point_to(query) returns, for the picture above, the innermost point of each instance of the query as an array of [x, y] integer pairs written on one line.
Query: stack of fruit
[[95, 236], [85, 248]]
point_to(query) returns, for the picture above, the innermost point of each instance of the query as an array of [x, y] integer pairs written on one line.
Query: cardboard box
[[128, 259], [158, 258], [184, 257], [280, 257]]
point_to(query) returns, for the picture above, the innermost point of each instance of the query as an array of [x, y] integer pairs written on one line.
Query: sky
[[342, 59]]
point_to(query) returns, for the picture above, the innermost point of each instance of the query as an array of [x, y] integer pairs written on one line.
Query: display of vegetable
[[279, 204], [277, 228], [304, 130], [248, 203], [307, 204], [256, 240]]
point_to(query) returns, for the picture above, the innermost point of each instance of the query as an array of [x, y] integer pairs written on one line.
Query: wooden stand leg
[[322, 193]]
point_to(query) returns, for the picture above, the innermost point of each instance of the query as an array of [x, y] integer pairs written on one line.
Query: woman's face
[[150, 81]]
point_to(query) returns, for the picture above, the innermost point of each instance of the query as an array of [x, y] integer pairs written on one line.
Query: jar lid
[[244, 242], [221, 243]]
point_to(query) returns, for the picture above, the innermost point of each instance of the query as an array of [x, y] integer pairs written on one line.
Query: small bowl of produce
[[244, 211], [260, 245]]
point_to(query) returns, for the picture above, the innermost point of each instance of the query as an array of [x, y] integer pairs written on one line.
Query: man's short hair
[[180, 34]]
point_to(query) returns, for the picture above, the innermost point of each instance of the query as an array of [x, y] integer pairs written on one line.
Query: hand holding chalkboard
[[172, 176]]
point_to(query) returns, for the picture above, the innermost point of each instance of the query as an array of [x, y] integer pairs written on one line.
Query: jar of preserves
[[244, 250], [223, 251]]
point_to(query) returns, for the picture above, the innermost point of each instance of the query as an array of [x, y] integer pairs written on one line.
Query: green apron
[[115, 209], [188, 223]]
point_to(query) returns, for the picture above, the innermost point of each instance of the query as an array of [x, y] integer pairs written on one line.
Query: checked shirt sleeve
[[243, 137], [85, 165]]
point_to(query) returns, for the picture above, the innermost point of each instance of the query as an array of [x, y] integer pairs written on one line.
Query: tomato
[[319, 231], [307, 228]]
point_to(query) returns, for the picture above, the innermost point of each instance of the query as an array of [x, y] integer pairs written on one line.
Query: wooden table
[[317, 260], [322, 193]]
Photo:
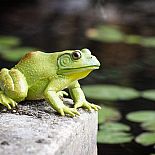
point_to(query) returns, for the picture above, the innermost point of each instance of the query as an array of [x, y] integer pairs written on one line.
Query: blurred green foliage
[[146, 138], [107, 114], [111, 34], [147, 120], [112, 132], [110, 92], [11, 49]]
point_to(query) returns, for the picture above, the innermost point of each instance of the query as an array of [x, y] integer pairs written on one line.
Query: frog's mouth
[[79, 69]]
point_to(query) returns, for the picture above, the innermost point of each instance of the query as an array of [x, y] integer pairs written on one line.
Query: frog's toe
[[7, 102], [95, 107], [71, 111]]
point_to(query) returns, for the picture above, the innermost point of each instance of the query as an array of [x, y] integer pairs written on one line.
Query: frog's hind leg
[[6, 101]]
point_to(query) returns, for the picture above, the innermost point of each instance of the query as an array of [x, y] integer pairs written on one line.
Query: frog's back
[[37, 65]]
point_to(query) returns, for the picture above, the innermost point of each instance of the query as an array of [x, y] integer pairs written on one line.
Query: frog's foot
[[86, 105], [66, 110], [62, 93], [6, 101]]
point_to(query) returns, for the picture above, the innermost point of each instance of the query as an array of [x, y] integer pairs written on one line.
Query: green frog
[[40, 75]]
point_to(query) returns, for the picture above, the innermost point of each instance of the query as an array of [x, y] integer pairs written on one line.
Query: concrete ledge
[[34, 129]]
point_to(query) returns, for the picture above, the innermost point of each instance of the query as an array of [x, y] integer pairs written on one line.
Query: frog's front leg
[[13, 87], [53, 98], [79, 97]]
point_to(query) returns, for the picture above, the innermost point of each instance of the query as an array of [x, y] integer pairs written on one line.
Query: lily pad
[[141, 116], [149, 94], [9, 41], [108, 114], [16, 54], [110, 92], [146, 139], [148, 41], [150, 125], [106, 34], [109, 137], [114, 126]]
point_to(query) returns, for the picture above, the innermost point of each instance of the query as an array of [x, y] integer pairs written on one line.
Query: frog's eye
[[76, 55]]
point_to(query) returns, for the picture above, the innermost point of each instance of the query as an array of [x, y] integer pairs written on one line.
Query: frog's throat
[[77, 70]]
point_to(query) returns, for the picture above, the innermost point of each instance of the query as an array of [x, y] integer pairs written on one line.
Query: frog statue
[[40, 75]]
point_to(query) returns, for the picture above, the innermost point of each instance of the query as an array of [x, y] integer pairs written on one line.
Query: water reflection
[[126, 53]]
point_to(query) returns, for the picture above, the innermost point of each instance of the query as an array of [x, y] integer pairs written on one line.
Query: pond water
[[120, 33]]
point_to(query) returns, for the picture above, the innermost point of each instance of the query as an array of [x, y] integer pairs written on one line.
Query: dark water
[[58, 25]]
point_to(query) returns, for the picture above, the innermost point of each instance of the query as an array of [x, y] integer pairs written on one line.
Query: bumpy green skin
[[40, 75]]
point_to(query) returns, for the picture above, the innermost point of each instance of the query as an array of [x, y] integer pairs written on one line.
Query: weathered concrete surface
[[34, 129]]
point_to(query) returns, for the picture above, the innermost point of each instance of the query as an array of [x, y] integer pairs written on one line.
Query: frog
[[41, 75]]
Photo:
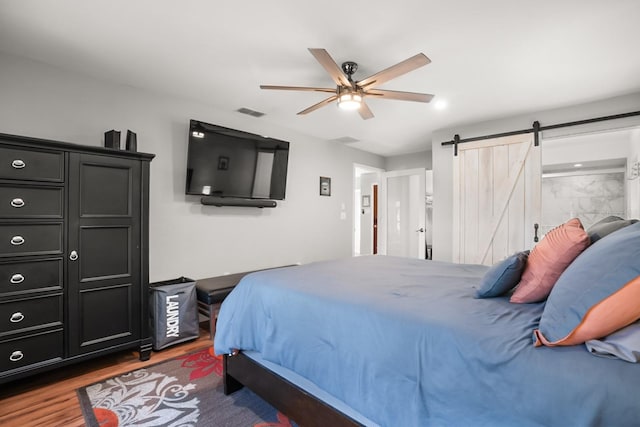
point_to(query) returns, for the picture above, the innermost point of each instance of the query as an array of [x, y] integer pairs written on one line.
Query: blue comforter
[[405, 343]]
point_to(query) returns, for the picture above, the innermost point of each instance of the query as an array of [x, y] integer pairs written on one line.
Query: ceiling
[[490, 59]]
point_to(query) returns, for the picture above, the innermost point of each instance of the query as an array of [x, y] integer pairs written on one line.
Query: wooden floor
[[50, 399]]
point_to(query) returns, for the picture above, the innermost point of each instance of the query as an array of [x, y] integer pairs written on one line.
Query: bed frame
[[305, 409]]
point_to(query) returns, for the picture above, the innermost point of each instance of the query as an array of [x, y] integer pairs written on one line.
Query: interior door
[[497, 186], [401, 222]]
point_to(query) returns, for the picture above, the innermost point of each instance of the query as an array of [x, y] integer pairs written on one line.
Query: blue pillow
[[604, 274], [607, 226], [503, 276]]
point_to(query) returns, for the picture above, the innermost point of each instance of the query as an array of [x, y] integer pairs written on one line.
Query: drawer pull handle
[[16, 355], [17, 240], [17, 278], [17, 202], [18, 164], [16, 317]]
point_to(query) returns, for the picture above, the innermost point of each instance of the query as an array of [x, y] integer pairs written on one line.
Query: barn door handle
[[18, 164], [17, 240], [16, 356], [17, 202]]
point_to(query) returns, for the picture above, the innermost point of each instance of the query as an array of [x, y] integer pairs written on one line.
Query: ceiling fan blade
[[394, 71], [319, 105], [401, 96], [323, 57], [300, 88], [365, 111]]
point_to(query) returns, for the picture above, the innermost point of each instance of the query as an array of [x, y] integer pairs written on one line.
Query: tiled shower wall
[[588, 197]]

================

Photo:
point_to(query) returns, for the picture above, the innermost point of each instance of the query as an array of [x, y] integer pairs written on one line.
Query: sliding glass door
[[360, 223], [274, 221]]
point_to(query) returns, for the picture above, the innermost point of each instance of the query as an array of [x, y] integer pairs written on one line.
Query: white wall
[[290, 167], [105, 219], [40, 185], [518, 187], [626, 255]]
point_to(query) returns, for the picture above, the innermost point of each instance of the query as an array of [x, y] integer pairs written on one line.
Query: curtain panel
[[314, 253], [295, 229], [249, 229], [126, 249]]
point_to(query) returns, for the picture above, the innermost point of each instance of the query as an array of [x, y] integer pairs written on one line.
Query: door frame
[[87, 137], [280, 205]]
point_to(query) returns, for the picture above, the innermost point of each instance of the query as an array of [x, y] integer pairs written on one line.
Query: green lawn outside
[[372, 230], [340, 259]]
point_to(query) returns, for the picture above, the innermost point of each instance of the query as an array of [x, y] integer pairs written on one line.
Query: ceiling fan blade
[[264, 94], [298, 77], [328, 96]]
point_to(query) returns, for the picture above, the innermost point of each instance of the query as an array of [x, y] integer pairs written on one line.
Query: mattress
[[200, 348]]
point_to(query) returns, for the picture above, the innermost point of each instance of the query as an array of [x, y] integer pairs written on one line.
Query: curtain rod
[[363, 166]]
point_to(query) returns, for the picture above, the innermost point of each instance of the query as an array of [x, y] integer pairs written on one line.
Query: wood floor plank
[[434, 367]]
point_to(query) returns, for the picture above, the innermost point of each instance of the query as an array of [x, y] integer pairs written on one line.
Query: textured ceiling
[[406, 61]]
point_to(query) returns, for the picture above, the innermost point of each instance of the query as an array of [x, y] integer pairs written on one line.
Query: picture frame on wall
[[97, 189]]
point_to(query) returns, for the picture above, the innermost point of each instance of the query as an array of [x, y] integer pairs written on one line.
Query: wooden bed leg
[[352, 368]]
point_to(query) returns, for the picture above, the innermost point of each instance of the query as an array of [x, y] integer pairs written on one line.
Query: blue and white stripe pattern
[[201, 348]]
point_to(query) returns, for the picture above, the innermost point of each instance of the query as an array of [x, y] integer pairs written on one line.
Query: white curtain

================

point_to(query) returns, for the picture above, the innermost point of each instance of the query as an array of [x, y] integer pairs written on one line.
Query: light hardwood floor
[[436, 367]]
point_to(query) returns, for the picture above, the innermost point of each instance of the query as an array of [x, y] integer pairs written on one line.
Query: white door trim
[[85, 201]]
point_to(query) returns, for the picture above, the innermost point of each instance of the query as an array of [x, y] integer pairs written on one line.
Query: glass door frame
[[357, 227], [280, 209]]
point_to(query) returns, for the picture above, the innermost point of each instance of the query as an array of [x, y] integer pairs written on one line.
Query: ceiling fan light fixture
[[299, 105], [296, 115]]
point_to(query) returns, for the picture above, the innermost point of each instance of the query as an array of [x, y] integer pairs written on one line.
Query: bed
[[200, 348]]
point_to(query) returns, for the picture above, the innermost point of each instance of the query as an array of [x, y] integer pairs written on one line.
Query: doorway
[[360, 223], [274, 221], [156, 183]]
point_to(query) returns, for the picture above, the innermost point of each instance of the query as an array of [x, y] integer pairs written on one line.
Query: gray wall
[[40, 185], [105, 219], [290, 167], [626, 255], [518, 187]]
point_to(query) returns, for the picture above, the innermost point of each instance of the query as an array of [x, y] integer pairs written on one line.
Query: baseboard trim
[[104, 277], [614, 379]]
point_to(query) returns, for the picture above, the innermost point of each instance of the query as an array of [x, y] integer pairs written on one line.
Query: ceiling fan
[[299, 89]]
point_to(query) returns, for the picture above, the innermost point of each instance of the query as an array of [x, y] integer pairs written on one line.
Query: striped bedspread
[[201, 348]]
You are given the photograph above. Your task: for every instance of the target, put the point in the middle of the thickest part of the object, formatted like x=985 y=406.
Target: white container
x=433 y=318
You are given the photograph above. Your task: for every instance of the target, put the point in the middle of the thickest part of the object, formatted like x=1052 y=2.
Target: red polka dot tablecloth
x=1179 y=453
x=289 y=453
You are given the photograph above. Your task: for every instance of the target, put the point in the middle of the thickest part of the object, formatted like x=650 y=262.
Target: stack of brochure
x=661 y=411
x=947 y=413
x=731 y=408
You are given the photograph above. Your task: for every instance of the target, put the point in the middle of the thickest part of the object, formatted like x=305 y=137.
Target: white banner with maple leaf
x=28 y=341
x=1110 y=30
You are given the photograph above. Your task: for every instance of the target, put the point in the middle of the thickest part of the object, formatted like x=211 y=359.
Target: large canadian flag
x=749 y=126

================

In the listing above, find the line holding "Query: mattress" and the line holding "Query: white curtain", then output those two lines and every line between them exactly.

Query: mattress
[[200, 348]]
point_to(query) returns, for the picture above, the innermost point of each instance of the query as an array of [x, y] integer pairs written on one line.
Query: curtain rod
[[363, 166]]
point_to(query) returns, for the picture above, the innermost point of each instance of the query as an array of [x, y] integer pairs written on one line.
Query: wood floor plank
[[434, 367]]
point_to(query) returns, for the picture above, the innermost point of each instance of the query as an array of [x, y] integer pairs written on one line.
Query: textured ceiling
[[406, 61]]
point_to(query) returns, for the picture above, the innermost point of each instance of the query as an array of [x, y] integer pairs written on one line.
Query: picture frame on wall
[[97, 189]]
point_to(query) returns, for the picture above, the innermost point of each instance of the query as an array of [x, y] integer pairs written on one line.
Query: wooden bed leg
[[352, 368]]
point_to(query) returns, for the picture above, the innermost point of each instance of the query as an array of [x, y] integer pairs written on one line.
Query: blue and white stripe pattern
[[201, 348]]
point_to(query) returns, for the picture above, the innermost point of each instance of the query as an array of [x, y] integer pairs written on one line.
Query: white curtain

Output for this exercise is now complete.